## The exercise
Reproduce the listing word for word, from its very beginning through the line that contains "[(44, 361)]", and leave the pictures out.
++++ Data for the task ++++
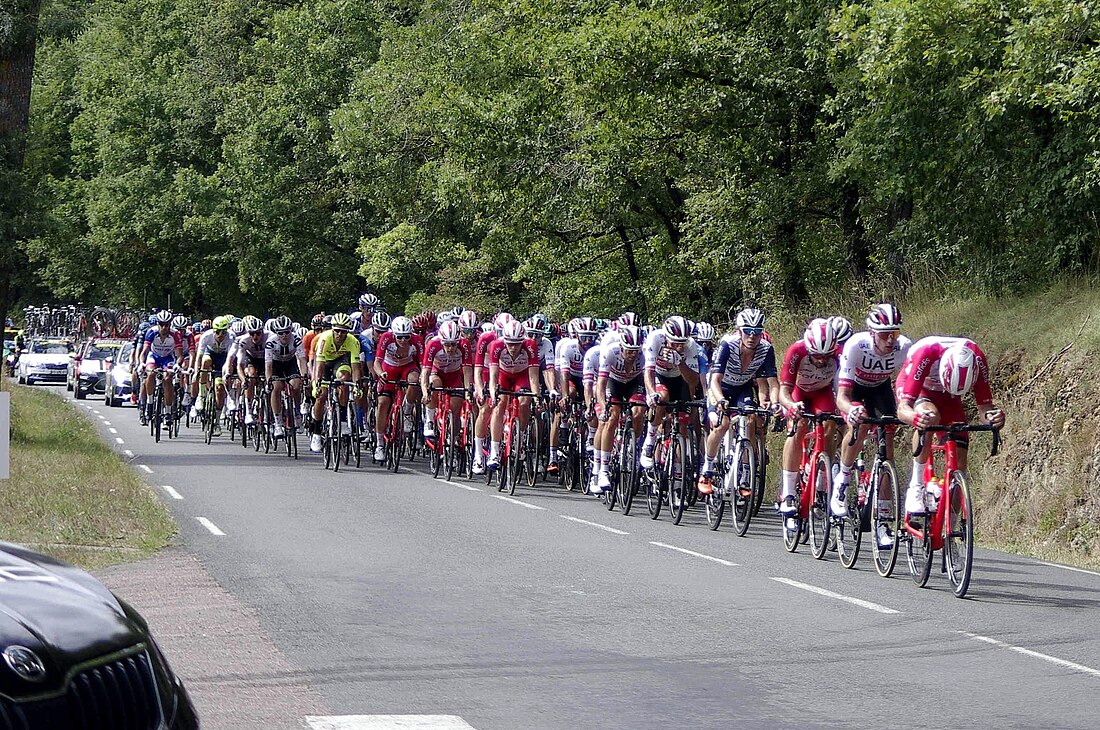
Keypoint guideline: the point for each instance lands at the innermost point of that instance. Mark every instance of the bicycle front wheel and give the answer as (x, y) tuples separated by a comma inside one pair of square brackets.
[(884, 519), (958, 534), (818, 508)]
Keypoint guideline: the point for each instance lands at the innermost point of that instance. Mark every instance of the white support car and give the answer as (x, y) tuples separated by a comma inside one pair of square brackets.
[(44, 361)]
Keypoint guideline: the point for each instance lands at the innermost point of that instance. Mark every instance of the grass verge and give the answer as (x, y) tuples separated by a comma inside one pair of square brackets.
[(69, 495)]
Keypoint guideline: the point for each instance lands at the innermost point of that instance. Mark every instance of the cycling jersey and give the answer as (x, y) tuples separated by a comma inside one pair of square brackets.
[(861, 365), (663, 360), (728, 360), (614, 365), (275, 350)]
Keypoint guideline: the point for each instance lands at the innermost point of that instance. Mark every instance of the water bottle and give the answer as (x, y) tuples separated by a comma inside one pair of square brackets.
[(932, 494)]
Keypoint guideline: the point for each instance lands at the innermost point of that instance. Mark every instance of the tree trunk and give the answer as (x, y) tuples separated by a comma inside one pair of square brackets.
[(17, 67)]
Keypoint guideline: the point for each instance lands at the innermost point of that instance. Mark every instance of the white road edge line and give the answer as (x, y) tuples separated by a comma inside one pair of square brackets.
[(462, 486), (1069, 567), (694, 554), (1029, 652), (387, 722), (594, 524), (210, 526), (517, 501), (829, 594)]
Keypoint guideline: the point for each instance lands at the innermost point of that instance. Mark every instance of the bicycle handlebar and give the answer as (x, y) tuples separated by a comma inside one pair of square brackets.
[(958, 428)]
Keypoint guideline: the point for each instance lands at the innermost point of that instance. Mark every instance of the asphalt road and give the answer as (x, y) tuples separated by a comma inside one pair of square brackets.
[(402, 595)]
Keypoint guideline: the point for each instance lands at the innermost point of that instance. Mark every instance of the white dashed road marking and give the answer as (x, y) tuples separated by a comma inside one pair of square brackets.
[(388, 722), (829, 594), (1029, 652), (593, 524), (210, 526), (694, 554)]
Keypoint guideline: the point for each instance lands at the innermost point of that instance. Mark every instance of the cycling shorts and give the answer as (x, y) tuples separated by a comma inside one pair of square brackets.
[(822, 400), (513, 380), (879, 400), (672, 388)]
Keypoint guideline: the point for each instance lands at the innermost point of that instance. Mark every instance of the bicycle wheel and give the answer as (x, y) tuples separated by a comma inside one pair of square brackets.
[(628, 472), (678, 480), (884, 517), (848, 530), (818, 509), (958, 534), (919, 553), (739, 485)]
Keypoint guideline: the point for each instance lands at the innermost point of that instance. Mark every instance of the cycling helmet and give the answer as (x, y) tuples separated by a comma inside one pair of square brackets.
[(628, 319), (820, 338), (341, 322), (677, 329), (584, 327), (469, 320), (449, 332), (749, 317), (630, 336), (842, 328), (402, 327), (958, 369), (514, 332), (883, 318), (704, 332), (380, 321), (282, 324)]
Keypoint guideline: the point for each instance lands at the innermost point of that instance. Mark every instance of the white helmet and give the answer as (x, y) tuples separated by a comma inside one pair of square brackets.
[(820, 338), (514, 332), (958, 368), (749, 317), (883, 318)]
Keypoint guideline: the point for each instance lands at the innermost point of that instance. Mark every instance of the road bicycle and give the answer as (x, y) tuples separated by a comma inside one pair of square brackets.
[(672, 477), (872, 500), (948, 524), (811, 520), (737, 471)]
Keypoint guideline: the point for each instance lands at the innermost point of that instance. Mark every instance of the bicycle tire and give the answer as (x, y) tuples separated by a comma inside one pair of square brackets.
[(678, 485), (884, 560), (740, 504), (958, 534)]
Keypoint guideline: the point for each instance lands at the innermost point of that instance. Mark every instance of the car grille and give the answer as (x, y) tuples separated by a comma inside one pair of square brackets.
[(118, 695)]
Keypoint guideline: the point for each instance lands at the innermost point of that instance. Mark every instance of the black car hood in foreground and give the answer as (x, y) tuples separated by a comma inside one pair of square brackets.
[(61, 614)]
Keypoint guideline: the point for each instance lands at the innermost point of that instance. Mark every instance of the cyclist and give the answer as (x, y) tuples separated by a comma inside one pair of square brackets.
[(513, 365), (619, 378), (249, 353), (805, 386), (743, 358), (336, 358), (936, 374), (161, 351), (210, 357), (396, 364), (671, 374), (868, 362), (285, 357), (448, 364)]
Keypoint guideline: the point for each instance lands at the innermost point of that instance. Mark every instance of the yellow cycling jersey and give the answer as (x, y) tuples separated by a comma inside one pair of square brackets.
[(326, 350)]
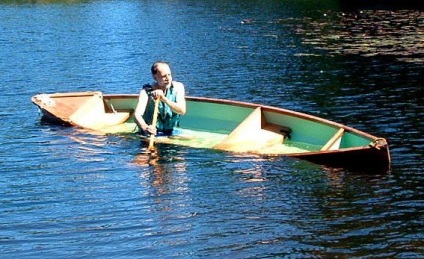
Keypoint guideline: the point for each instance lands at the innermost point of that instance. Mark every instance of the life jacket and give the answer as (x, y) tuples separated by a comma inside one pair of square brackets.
[(167, 119)]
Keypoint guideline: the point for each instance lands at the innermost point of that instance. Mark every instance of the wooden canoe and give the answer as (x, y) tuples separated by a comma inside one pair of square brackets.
[(230, 126)]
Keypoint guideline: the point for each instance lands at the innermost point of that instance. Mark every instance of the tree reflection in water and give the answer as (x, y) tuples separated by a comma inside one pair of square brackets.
[(396, 33)]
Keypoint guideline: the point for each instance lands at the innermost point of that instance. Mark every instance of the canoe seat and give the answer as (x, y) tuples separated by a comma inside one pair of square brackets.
[(253, 134), (334, 142), (92, 115)]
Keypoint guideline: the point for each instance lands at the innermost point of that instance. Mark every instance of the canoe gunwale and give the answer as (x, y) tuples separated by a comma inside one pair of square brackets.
[(375, 155)]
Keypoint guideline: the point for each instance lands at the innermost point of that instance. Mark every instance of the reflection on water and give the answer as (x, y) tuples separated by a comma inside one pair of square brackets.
[(69, 193), (397, 33)]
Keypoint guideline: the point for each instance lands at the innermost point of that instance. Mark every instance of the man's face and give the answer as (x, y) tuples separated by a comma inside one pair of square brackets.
[(163, 76)]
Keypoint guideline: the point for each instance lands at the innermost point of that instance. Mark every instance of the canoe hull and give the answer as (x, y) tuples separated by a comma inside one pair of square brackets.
[(246, 127)]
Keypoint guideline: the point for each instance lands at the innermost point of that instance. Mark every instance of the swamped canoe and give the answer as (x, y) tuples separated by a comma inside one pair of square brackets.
[(230, 126)]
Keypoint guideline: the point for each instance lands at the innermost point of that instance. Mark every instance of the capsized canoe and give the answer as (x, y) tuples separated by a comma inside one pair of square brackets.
[(230, 126)]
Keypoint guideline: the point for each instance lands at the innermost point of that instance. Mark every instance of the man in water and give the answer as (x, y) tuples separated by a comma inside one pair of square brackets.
[(172, 102)]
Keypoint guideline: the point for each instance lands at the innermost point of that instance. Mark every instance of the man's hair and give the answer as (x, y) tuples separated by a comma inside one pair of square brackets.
[(154, 68)]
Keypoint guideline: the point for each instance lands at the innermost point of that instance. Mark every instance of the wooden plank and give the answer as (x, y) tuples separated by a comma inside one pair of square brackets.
[(92, 115), (249, 136), (334, 142)]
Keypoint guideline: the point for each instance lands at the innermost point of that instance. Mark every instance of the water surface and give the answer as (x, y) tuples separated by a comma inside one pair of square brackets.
[(66, 192)]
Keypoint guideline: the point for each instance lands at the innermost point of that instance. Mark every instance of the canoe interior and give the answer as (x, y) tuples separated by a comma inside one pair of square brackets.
[(222, 118), (209, 123)]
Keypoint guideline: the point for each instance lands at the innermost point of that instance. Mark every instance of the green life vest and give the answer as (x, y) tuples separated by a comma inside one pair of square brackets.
[(167, 119)]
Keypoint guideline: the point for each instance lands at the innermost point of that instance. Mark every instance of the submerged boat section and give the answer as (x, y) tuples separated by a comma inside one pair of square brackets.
[(227, 125)]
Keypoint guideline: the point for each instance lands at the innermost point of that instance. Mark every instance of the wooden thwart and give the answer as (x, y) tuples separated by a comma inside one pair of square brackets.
[(252, 135), (92, 115), (334, 142)]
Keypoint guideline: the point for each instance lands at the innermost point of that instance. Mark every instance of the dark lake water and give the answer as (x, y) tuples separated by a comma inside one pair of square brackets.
[(65, 192)]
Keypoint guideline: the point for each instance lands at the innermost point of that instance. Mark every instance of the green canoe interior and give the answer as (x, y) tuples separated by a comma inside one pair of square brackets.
[(208, 122)]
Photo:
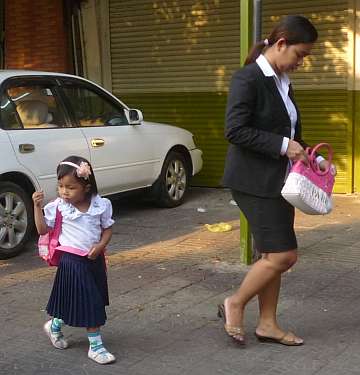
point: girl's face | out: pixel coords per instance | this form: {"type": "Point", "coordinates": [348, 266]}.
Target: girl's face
{"type": "Point", "coordinates": [290, 57]}
{"type": "Point", "coordinates": [72, 191]}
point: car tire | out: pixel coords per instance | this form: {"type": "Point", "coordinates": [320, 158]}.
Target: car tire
{"type": "Point", "coordinates": [170, 188]}
{"type": "Point", "coordinates": [16, 219]}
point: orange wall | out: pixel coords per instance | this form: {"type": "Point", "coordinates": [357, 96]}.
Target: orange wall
{"type": "Point", "coordinates": [35, 35]}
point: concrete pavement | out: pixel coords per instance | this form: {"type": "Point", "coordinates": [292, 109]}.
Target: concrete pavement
{"type": "Point", "coordinates": [167, 273]}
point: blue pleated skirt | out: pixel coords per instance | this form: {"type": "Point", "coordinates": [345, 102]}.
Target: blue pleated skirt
{"type": "Point", "coordinates": [80, 291]}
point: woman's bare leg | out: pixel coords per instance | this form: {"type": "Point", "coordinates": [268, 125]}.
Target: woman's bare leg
{"type": "Point", "coordinates": [258, 279]}
{"type": "Point", "coordinates": [268, 301]}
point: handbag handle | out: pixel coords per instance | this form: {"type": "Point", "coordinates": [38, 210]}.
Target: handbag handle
{"type": "Point", "coordinates": [312, 158]}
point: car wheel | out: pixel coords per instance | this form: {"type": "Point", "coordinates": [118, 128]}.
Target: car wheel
{"type": "Point", "coordinates": [171, 186]}
{"type": "Point", "coordinates": [16, 219]}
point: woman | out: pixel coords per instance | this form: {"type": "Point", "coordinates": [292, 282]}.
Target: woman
{"type": "Point", "coordinates": [264, 131]}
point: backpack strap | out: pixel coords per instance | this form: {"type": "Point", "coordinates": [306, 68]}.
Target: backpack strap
{"type": "Point", "coordinates": [58, 224]}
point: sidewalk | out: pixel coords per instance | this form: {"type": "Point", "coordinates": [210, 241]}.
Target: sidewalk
{"type": "Point", "coordinates": [167, 273]}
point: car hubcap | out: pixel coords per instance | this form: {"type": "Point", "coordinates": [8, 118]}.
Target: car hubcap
{"type": "Point", "coordinates": [176, 179]}
{"type": "Point", "coordinates": [13, 220]}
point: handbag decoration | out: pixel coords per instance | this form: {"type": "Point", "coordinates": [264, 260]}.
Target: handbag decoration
{"type": "Point", "coordinates": [307, 187]}
{"type": "Point", "coordinates": [48, 242]}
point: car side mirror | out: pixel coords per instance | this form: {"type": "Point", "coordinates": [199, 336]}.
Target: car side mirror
{"type": "Point", "coordinates": [135, 117]}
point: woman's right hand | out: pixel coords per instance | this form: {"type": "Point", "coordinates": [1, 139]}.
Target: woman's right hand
{"type": "Point", "coordinates": [38, 198]}
{"type": "Point", "coordinates": [296, 152]}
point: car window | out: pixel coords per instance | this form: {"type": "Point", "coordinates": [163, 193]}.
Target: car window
{"type": "Point", "coordinates": [93, 109]}
{"type": "Point", "coordinates": [31, 107]}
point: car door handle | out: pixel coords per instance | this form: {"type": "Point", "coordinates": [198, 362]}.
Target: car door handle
{"type": "Point", "coordinates": [97, 142]}
{"type": "Point", "coordinates": [26, 148]}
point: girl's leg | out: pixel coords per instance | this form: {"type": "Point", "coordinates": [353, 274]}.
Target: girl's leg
{"type": "Point", "coordinates": [261, 275]}
{"type": "Point", "coordinates": [97, 351]}
{"type": "Point", "coordinates": [53, 329]}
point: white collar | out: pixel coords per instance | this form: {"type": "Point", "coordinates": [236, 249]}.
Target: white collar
{"type": "Point", "coordinates": [97, 206]}
{"type": "Point", "coordinates": [268, 71]}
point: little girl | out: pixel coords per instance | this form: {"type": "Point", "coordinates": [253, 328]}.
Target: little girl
{"type": "Point", "coordinates": [80, 292]}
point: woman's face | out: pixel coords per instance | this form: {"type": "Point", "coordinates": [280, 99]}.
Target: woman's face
{"type": "Point", "coordinates": [290, 57]}
{"type": "Point", "coordinates": [71, 190]}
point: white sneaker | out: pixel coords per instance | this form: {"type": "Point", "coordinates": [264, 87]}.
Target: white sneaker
{"type": "Point", "coordinates": [57, 339]}
{"type": "Point", "coordinates": [103, 357]}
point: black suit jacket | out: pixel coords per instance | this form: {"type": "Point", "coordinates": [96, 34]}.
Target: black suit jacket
{"type": "Point", "coordinates": [256, 122]}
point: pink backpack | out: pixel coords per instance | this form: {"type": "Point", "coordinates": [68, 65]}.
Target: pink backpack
{"type": "Point", "coordinates": [48, 243]}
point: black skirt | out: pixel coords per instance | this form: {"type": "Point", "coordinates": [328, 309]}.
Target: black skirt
{"type": "Point", "coordinates": [271, 221]}
{"type": "Point", "coordinates": [80, 291]}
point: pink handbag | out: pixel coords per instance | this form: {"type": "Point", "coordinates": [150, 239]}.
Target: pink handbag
{"type": "Point", "coordinates": [307, 187]}
{"type": "Point", "coordinates": [48, 243]}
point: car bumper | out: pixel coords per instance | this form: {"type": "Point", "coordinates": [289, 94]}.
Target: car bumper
{"type": "Point", "coordinates": [196, 158]}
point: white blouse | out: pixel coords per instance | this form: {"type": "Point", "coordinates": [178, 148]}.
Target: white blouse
{"type": "Point", "coordinates": [282, 84]}
{"type": "Point", "coordinates": [80, 229]}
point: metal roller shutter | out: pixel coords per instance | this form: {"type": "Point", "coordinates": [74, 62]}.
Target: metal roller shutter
{"type": "Point", "coordinates": [321, 86]}
{"type": "Point", "coordinates": [174, 61]}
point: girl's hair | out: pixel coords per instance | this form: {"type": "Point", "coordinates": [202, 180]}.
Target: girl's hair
{"type": "Point", "coordinates": [294, 29]}
{"type": "Point", "coordinates": [64, 170]}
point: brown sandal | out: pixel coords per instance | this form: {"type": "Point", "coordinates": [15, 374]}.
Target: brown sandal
{"type": "Point", "coordinates": [231, 331]}
{"type": "Point", "coordinates": [282, 340]}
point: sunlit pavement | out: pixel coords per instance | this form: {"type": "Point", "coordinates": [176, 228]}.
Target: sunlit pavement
{"type": "Point", "coordinates": [167, 273]}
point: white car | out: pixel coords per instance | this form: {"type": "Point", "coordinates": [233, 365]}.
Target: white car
{"type": "Point", "coordinates": [46, 117]}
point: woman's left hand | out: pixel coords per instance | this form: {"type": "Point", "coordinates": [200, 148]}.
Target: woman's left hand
{"type": "Point", "coordinates": [324, 165]}
{"type": "Point", "coordinates": [95, 251]}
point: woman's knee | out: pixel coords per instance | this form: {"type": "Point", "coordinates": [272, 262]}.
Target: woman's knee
{"type": "Point", "coordinates": [283, 261]}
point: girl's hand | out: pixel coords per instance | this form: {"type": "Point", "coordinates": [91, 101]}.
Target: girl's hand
{"type": "Point", "coordinates": [95, 251]}
{"type": "Point", "coordinates": [324, 165]}
{"type": "Point", "coordinates": [38, 198]}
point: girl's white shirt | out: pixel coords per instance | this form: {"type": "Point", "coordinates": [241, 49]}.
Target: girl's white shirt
{"type": "Point", "coordinates": [80, 229]}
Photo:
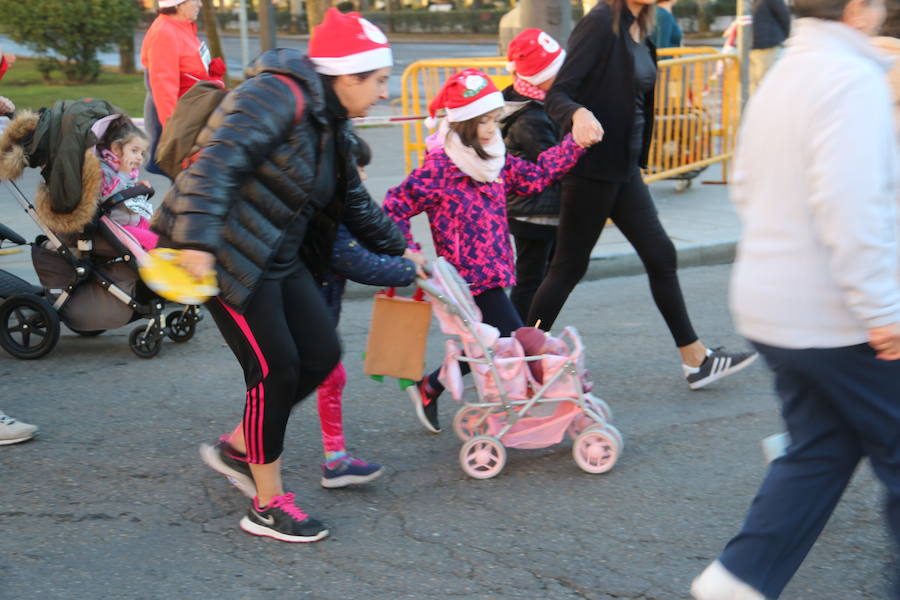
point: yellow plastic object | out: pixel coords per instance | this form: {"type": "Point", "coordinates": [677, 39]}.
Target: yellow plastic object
{"type": "Point", "coordinates": [160, 271]}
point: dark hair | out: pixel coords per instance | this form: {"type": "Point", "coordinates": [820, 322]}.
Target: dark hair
{"type": "Point", "coordinates": [468, 135]}
{"type": "Point", "coordinates": [363, 152]}
{"type": "Point", "coordinates": [120, 131]}
{"type": "Point", "coordinates": [829, 10]}
{"type": "Point", "coordinates": [361, 76]}
{"type": "Point", "coordinates": [646, 18]}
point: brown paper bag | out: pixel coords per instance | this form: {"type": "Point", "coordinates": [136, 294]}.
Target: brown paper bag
{"type": "Point", "coordinates": [398, 336]}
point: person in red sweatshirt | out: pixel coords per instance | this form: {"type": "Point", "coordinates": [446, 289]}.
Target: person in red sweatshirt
{"type": "Point", "coordinates": [174, 59]}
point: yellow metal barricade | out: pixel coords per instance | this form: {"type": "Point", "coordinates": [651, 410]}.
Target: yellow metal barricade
{"type": "Point", "coordinates": [697, 107]}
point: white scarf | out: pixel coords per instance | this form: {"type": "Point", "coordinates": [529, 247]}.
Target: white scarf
{"type": "Point", "coordinates": [464, 157]}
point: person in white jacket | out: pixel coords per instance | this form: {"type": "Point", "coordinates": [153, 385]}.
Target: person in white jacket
{"type": "Point", "coordinates": [816, 286]}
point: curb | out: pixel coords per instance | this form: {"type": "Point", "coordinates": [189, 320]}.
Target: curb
{"type": "Point", "coordinates": [607, 266]}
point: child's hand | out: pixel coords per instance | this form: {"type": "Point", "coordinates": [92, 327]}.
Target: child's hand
{"type": "Point", "coordinates": [586, 129]}
{"type": "Point", "coordinates": [6, 106]}
{"type": "Point", "coordinates": [886, 341]}
{"type": "Point", "coordinates": [196, 262]}
{"type": "Point", "coordinates": [418, 259]}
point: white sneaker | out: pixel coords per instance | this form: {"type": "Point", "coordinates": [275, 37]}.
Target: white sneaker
{"type": "Point", "coordinates": [13, 432]}
{"type": "Point", "coordinates": [717, 583]}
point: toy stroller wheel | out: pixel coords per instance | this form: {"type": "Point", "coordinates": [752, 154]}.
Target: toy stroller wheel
{"type": "Point", "coordinates": [579, 424]}
{"type": "Point", "coordinates": [482, 457]}
{"type": "Point", "coordinates": [595, 450]}
{"type": "Point", "coordinates": [614, 431]}
{"type": "Point", "coordinates": [601, 407]}
{"type": "Point", "coordinates": [144, 344]}
{"type": "Point", "coordinates": [180, 326]}
{"type": "Point", "coordinates": [29, 327]}
{"type": "Point", "coordinates": [469, 422]}
{"type": "Point", "coordinates": [86, 333]}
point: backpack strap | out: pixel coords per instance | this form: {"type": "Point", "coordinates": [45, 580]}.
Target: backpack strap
{"type": "Point", "coordinates": [299, 103]}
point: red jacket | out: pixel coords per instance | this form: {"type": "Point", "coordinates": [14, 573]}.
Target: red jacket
{"type": "Point", "coordinates": [175, 59]}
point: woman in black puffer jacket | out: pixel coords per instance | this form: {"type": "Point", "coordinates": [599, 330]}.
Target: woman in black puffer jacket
{"type": "Point", "coordinates": [274, 178]}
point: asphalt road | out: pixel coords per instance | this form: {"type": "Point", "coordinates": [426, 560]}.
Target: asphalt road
{"type": "Point", "coordinates": [112, 501]}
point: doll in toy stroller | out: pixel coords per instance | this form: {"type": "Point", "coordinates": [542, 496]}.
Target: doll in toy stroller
{"type": "Point", "coordinates": [530, 389]}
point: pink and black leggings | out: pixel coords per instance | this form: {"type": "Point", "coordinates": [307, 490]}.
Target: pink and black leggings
{"type": "Point", "coordinates": [286, 343]}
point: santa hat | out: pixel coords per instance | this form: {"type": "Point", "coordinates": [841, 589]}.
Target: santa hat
{"type": "Point", "coordinates": [534, 56]}
{"type": "Point", "coordinates": [345, 44]}
{"type": "Point", "coordinates": [466, 95]}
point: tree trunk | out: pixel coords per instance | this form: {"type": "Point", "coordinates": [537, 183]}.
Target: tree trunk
{"type": "Point", "coordinates": [315, 12]}
{"type": "Point", "coordinates": [126, 56]}
{"type": "Point", "coordinates": [295, 16]}
{"type": "Point", "coordinates": [267, 37]}
{"type": "Point", "coordinates": [212, 34]}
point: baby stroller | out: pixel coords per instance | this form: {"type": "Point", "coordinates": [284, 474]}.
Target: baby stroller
{"type": "Point", "coordinates": [531, 389]}
{"type": "Point", "coordinates": [88, 273]}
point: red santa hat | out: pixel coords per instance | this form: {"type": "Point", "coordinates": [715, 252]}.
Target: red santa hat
{"type": "Point", "coordinates": [534, 56]}
{"type": "Point", "coordinates": [466, 95]}
{"type": "Point", "coordinates": [345, 44]}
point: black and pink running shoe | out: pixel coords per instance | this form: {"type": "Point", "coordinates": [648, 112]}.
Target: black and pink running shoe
{"type": "Point", "coordinates": [283, 521]}
{"type": "Point", "coordinates": [223, 459]}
++++
## Written answer
Keypoint guideline: the point for each instance lands at the innermost point of that instance. Mark every instance of the bicycle front wheel and give the answer as (x, y) tuples separated by a comma inside one pair of square brackets.
[(884, 519), (958, 534), (818, 508)]
Keypoint guideline: the point for each instance lands at the innermost point of that instance. Mark every instance of the white support car and give the answer as (x, y) tuples separated by a comma inside one pair of square brackets.
[(44, 361)]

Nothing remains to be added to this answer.